● Input for this task
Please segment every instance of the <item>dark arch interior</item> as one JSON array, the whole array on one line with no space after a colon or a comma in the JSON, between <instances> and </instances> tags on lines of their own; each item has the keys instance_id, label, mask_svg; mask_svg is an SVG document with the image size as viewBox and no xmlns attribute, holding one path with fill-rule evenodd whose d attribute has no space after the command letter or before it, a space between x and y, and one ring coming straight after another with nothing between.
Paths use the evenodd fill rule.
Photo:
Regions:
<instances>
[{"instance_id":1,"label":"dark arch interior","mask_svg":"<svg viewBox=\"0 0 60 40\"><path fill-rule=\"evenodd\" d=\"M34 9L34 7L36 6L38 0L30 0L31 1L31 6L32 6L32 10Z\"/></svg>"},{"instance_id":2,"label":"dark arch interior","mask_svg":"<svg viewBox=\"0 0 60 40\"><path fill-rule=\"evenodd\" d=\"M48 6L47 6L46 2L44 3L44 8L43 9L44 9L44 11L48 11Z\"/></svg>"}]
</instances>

● Stated goal
Render the items above as a Markdown table with two columns, Row and Item line, giving each non-blank line its own numbered row and leaving out blank lines.

● Finished exercise
| Row | Item line |
|---|---|
| 1 | Please segment every instance of the <item>dark arch interior</item> as one JSON array, the whole array on one line with no space after a colon or a comma in the JSON, between <instances> and </instances> tags on lines of their own; each item has the keys instance_id, label, mask_svg; mask_svg is an SVG document with the image size as viewBox and no xmlns attribute, holding one path with fill-rule evenodd whose d attribute has no space after the command letter or before it, a space between x and y, and one ring coming straight after another with nothing between. |
| 2 | Paths use the evenodd fill rule. |
| 3 | Photo: |
| 4 | Regions: |
| 5 | <instances> |
| 6 | [{"instance_id":1,"label":"dark arch interior","mask_svg":"<svg viewBox=\"0 0 60 40\"><path fill-rule=\"evenodd\" d=\"M34 9L34 7L36 6L38 0L30 0L31 1L31 6L32 6L32 10Z\"/></svg>"},{"instance_id":2,"label":"dark arch interior","mask_svg":"<svg viewBox=\"0 0 60 40\"><path fill-rule=\"evenodd\" d=\"M48 6L47 6L46 2L44 3L44 8L43 9L44 9L44 11L48 11Z\"/></svg>"}] |
| 7 | </instances> |